▶ _GIVEN REQUEST 1_
Pull every line from the records below that contains the string "rider".

The Sheppard Line or Line 4 is the most recently built subway line of the Toronto subway and RT, operated by the Toronto Transit Commission. It has five stations and is 5.5 kilometres (3.4 mi) long.


There has been significant residential development along that line, but little else.


The Sheppard line has spurred over $1 billion of construction of new housing, including several high-rise condominium towers, along its route as transit-oriented developments. Particularly noteworthy are the condominiums around Bayview Station, where none had previously existed prior to the 2000s. In addition, between Leslie and Bessarion stations, a former Canadian Tire warehouse/distribution centre next to Highway 401 (the chain retains a store nearby, along with Mark's Work Wearhouse, also owned by Canadian Tire) was demolished and the land was being sold to Concord Adex Investments Limited of Vancouver. Construction on the first phase is well underway to develop the area into a large multi-condo complex, Concord Park Place, which includes a community park.[9] There is also development around Swedish furniture chain IKEA in the immediate area; IKEA also runs a complimentary shuttle bus between the store and Leslie station.

The Daniels Building Company has built a six-tower development, called NY Towers, north of the 401 between Bayview and Bessarion; Arc Condominiums on the northeast corner of Bayview/Sheppard; and terraced condos just east of their NY Towers. Shane Baghai has also built a multi-tower development in the area.


If the Sheppard Line had been built using Mr. Tory's preferred method of financing, the one third of its cost apportioned to the City of Toronto would have been paid by the taxes levied on the residents of all the new condos built in the area, i.e., property taxes.

There is very little commercial development in the area.

▶ _DATA ROWS_

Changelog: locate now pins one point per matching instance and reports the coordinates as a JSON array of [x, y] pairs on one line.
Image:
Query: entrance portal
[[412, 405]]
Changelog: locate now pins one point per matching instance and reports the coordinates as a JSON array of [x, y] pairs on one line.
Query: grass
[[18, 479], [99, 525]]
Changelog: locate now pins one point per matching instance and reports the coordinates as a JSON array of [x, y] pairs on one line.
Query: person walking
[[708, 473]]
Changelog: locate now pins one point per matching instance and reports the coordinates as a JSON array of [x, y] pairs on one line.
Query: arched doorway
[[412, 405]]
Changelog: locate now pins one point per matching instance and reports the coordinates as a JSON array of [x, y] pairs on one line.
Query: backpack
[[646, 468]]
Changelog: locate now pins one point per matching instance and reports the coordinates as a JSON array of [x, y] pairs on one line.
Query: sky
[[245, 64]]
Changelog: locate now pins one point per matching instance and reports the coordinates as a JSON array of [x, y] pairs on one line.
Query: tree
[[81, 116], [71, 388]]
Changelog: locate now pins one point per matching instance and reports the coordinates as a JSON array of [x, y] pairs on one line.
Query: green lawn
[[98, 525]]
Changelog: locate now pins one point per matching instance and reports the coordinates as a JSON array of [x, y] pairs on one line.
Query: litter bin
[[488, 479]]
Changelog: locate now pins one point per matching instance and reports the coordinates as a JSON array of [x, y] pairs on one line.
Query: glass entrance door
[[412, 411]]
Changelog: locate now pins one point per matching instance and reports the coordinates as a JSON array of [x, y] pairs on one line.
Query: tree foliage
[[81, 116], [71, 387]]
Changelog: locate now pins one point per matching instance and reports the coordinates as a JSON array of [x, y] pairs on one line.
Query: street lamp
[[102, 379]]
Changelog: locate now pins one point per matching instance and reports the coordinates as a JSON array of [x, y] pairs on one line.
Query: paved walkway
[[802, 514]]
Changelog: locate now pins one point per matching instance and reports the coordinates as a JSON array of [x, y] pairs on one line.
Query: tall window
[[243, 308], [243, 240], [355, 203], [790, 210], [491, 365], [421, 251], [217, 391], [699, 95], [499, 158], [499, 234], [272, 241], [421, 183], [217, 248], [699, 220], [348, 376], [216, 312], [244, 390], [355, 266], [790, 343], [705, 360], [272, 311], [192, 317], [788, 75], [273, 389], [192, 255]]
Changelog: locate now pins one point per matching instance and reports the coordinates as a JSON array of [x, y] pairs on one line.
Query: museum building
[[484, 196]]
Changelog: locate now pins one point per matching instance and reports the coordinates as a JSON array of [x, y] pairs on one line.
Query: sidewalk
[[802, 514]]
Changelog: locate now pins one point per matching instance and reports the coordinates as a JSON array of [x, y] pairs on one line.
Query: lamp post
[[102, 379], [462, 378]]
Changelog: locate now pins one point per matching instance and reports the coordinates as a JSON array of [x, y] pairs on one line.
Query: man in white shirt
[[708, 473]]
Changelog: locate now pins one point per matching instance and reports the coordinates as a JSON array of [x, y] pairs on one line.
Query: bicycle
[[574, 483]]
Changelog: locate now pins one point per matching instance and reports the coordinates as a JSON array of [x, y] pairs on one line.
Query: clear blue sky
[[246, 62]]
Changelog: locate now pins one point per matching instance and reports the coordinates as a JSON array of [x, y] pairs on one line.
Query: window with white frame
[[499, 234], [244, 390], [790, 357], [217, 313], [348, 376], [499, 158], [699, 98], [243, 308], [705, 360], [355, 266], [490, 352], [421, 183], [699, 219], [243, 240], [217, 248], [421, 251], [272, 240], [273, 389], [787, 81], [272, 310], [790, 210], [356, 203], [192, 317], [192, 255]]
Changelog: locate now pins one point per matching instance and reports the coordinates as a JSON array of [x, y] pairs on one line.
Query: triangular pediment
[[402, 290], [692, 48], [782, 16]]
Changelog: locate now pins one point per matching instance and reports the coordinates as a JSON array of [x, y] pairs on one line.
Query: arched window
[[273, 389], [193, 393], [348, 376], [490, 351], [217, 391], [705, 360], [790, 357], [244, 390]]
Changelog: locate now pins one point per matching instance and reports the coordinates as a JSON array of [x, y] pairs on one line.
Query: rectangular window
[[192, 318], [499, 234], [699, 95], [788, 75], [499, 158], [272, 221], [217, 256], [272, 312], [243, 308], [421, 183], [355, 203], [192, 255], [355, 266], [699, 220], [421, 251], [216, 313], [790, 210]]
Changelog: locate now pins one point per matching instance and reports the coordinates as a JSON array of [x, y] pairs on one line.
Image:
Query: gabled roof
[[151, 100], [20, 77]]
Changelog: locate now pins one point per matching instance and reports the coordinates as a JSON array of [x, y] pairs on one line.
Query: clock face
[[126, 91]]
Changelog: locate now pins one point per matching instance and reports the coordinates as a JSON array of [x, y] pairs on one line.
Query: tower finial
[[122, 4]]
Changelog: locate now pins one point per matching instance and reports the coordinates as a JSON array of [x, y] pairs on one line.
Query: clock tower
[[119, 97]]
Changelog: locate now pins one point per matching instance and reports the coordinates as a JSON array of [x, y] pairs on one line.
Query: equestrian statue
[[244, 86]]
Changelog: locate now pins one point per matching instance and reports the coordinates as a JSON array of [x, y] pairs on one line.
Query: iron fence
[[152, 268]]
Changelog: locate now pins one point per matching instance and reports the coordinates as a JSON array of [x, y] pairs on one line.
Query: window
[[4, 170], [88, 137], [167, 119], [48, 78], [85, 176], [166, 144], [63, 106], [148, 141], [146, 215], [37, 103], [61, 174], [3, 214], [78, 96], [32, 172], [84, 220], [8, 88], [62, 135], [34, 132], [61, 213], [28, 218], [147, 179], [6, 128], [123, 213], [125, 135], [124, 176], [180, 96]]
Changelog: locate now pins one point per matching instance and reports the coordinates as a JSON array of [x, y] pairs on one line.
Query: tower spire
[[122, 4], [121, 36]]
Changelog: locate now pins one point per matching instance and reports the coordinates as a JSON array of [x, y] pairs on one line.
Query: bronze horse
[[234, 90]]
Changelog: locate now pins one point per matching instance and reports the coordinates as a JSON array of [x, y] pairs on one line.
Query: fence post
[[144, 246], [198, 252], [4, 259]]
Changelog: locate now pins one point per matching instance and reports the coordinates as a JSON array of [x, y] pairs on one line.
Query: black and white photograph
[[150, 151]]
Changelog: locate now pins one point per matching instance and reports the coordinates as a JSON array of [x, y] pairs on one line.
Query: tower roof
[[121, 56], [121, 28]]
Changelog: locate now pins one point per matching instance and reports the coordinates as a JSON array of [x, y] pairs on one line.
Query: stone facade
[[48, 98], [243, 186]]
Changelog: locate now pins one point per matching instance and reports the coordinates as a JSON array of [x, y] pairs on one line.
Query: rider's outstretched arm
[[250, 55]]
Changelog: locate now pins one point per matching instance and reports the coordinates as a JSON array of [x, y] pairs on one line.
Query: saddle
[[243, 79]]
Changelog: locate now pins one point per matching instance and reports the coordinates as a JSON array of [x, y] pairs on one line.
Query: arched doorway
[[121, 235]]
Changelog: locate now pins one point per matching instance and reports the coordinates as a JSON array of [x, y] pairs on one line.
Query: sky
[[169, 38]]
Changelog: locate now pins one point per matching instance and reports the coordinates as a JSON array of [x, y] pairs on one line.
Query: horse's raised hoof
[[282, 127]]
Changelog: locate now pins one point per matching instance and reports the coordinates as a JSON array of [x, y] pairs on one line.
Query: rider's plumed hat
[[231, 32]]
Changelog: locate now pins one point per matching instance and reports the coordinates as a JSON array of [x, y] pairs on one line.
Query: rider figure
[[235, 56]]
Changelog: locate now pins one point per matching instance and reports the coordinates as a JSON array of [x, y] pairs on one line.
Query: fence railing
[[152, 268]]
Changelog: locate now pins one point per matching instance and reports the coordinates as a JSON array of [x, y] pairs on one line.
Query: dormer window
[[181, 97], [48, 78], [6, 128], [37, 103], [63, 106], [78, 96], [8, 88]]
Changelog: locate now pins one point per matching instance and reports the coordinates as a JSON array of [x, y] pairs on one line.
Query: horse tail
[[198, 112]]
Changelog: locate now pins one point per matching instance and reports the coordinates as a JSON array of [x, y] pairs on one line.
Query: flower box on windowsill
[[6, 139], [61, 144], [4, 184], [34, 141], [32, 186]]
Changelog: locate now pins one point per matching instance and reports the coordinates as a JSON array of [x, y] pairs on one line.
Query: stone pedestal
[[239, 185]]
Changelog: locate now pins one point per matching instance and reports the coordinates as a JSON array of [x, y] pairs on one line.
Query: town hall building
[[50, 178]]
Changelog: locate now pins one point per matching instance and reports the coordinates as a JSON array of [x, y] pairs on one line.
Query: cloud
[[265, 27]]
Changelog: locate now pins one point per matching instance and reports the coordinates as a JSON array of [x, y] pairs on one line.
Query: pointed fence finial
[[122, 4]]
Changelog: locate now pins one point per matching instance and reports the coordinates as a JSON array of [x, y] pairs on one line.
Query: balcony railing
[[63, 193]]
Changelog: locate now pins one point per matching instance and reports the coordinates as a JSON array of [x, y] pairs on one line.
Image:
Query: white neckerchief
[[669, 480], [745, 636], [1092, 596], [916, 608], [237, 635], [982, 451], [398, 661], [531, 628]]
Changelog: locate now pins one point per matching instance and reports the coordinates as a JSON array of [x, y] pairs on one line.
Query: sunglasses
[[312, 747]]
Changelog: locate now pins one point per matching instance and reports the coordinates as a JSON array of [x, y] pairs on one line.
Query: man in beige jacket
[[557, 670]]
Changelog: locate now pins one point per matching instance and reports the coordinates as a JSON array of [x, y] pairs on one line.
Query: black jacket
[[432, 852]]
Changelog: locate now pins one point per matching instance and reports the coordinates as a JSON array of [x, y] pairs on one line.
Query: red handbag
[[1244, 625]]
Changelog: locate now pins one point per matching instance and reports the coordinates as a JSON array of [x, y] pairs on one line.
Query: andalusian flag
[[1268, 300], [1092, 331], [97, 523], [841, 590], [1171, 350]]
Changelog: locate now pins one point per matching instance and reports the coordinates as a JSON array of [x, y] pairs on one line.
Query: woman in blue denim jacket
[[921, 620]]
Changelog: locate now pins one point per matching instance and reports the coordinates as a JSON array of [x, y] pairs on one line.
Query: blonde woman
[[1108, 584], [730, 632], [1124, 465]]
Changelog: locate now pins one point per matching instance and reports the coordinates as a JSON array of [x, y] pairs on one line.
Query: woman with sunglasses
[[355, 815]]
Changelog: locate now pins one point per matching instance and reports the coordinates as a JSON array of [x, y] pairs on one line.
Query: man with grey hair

▶ _GIVEN REQUEST 2_
List every subway station the Sheppard Line text mentions by name.

▶ _EXERCISE OUTPUT 1_
Query: rider's outstretched arm
Query: rider's plumed hat
Query: rider figure

▶ _EXERCISE OUTPUT 2_
Bayview
Leslie
Bessarion